● **What to work on**
Write out only the final part of the records below. It begins with the line that contains "[output] one dot per instance, form <point>169,15</point>." and ends with the last line.

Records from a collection
##########

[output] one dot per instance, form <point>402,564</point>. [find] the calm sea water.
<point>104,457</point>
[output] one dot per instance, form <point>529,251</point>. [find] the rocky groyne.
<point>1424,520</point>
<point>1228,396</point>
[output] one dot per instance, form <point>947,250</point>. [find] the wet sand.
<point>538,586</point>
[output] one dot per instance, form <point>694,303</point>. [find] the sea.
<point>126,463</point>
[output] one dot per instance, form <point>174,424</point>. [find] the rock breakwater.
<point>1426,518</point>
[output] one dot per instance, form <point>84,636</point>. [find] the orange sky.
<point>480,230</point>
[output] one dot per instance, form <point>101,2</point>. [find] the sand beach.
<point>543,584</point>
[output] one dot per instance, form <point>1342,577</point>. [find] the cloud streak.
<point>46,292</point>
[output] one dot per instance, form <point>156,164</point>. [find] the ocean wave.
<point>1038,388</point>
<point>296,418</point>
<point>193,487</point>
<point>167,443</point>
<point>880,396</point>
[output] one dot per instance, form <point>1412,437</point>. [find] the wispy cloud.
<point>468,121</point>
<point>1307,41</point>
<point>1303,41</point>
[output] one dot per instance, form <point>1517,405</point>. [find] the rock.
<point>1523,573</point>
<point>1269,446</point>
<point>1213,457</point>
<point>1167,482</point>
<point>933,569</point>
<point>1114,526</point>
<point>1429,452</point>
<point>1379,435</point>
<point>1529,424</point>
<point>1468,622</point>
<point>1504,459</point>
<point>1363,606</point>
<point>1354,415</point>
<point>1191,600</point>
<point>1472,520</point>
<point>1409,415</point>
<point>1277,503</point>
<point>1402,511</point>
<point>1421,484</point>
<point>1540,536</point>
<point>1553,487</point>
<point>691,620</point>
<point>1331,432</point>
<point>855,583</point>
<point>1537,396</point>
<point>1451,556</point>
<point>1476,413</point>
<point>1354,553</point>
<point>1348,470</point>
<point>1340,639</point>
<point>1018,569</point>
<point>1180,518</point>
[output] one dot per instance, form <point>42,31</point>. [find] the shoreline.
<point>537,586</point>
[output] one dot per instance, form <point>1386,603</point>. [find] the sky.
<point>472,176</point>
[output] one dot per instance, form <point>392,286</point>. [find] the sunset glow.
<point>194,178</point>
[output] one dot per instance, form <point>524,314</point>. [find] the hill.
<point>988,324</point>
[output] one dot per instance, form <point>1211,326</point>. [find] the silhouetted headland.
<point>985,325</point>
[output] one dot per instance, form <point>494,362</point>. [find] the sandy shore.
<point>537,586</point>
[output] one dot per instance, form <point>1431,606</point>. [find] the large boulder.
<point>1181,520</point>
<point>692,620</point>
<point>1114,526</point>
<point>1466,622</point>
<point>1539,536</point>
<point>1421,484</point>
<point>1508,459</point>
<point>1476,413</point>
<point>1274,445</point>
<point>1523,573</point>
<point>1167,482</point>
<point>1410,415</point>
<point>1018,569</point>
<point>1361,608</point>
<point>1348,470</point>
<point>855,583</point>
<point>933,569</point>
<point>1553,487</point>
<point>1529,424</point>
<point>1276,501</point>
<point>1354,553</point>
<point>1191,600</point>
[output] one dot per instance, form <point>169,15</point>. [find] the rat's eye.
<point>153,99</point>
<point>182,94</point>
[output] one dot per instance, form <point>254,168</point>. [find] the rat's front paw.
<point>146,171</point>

##########

● **Response to the task**
[output] one dot per instance, form <point>169,15</point>. [find] the rat's eye.
<point>153,99</point>
<point>182,94</point>
[output] one dot per instance, form <point>254,168</point>. [find] the rat's front paw.
<point>146,171</point>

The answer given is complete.